→ TEKS SUMBER:
-----

Gambaran ideal dari proses sejarah panjang ini adalah yang berlangsung di negara-negara
modern atau negara-negara industri maju. Dalam kerangka ini, berkembangnya negara
modern ditandai oleh dua proses penting yakni, pertama, monopolisasi kekuasaan politik
yang berlangsung di halaman istana dan, kedua, birokratisasi. Kedua proses ini berjalan
secara timbal balik. Upaya untuk membentuk aparat pemaksa (militer) menuntut
berkembangnya sistem perpajakan yang efektif yang, selanjutnya, dapat digunakan untuk
memobilisir dana bagi upaya-upaya monopolisasi kekuasaan tersebut. Dengan kata lain,
perang-perang kecil dalam lingkungan istana yang berakhir dengan monopolisasi kekuasaan
politik menghasilkan sampingan berupa perkembangan sistem perpajakan yang teratur dan
sistematis. Pada saat yang sama, monopolisasi kekuasaan politik, dalam arti monopoli sarana
kekerasan fisik, berlangsung dengan efektif dengan dukungan sistem perpajakan yang baik
(Bourdieu, 1998, 102).
Berkembangnya birokrasi dalam negara modern berperan besar bagi institusionalisasi negara
dan menjadikan kehadiran negara tidak hanya sebagai konstruksi, melainkan lebih nyata
dalam kehidupan sehari-hari setiap individual. Para birokrat terutama aparat penegak hukum
merupakan bentuk ataupun simbol dari kehadiran negara.

-----

→ BARIS DATA:

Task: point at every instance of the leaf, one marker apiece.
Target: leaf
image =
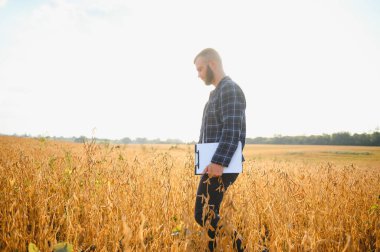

-----

→ TUGAS ANDA:
**a.** Tuliskan ulang kata demi kata bagian teks tentang negara modern, mulai dari "Berkembangnya birokrasi dalam" dan terus sampai "dari kehadiran negara.".
**b.** Jawablah pertanyaan berikut berdasarkan teks tentang negara modern.
(i) Dua proses penting apa yang menandai berkembangnya negara modern?
(ii) Apa yang dituntut oleh upaya untuk membentuk aparat pemaksa (militer)?
(iii) Siapa yang disebut sebagai bentuk ataupun simbol dari kehadiran negara?
**c.** Daftarkan setiap kata berakhiran "-isasi" yang muncul dalam teks tentang negara modern, masing-masing cukup sekali.

→ JAWABAN BENAR:
**a.**
Berkembangnya birokrasi dalam negara modern berperan besar bagi institusionalisasi negara
dan menjadikan kehadiran negara tidak hanya sebagai konstruksi, melainkan lebih nyata
dalam kehidupan sehari-hari setiap individual. Para birokrat terutama aparat penegak hukum
merupakan bentuk ataupun simbol dari kehadiran negara.

**b.**
(i) Monopolisasi kekuasaan politik yang berlangsung di halaman istana dan birokratisasi.
(ii) Berkembangnya sistem perpajakan yang efektif.
(iii) Para birokrat, terutama aparat penegak hukum.

**c.** monopolisasi, birokratisasi, institusionalisasi